### EXERCISE DIRECTIONS
Below are the records. Retype exactly the lines between the lines holding "the dirt patch" and "Target: green grass", inclusive.

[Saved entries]
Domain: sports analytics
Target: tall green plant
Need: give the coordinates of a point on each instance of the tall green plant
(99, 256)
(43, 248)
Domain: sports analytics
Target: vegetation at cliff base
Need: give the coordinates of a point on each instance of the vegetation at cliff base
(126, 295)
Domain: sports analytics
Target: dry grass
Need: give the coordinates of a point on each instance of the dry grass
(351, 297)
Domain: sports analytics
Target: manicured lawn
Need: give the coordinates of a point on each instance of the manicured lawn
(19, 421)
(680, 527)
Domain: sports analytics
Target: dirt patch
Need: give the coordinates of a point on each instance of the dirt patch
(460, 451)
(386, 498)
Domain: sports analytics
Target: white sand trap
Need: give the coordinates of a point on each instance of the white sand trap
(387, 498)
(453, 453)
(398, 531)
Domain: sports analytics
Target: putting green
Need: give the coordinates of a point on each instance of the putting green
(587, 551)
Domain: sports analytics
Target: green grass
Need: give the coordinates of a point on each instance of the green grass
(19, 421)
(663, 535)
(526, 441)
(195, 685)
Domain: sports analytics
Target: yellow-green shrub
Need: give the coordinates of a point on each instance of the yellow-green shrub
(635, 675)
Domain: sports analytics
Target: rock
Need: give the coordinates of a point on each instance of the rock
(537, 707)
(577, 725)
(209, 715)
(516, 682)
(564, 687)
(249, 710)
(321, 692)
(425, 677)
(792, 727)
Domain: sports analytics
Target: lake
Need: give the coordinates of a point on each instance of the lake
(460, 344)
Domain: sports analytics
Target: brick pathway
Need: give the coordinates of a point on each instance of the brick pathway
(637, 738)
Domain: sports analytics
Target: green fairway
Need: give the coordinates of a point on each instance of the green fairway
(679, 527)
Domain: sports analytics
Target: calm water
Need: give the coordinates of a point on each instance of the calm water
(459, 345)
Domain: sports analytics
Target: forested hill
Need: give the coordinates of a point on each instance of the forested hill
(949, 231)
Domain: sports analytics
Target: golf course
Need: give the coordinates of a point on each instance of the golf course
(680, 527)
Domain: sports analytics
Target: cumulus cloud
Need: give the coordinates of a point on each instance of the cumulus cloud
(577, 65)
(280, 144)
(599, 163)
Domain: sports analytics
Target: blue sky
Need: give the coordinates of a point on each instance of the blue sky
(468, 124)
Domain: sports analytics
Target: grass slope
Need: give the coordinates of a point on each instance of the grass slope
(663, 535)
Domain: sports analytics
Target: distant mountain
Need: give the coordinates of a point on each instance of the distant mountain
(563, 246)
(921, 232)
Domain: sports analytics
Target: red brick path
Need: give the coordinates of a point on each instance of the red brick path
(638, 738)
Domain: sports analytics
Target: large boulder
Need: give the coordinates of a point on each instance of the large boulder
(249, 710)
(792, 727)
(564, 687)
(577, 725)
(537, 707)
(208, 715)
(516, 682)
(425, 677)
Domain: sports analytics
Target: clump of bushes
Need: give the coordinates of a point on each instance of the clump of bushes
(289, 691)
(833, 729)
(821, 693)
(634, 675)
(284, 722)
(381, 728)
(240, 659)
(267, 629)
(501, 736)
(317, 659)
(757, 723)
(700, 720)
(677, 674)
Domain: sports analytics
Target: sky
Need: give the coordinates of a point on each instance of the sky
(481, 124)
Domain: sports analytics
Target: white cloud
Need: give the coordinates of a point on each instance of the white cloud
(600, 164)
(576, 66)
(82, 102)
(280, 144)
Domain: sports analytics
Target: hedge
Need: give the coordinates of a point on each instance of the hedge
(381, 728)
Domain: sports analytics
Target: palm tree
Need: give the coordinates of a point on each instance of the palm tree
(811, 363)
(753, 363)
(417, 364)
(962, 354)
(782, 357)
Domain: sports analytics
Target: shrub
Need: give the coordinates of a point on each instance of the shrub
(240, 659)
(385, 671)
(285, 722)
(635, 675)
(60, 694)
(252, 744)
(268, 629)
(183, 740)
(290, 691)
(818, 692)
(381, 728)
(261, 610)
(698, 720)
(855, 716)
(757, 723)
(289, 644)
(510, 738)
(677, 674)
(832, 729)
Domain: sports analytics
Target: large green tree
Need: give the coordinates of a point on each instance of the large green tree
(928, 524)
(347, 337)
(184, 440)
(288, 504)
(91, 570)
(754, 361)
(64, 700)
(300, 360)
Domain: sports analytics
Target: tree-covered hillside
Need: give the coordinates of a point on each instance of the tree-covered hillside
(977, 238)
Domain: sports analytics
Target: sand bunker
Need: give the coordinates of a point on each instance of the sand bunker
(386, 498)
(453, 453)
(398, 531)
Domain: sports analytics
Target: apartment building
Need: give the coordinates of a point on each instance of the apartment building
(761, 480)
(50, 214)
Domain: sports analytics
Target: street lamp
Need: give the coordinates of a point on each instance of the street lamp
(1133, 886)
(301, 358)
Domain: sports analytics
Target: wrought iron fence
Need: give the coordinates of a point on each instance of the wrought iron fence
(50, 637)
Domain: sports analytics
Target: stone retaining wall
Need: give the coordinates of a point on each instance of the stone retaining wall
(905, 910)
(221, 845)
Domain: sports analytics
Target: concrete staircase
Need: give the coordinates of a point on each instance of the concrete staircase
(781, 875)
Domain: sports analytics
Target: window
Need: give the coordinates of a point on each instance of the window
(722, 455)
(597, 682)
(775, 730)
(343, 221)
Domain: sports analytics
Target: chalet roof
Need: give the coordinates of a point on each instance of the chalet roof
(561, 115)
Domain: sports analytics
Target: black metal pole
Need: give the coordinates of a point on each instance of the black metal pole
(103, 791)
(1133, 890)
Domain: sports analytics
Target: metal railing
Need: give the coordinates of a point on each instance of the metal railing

### TASK RESPONSE
Need: give the coordinates of a point on each instance of the dirt patch
(460, 451)
(386, 498)
Domain: sports analytics
Target: white sand trap
Need: give the coordinates of a point on each instance of the white sand trap
(387, 498)
(453, 453)
(398, 531)
Domain: sports analytics
Target: putting green
Need: give the coordinates of a point on each instance of the putting green
(587, 551)
Domain: sports analytics
Target: green grass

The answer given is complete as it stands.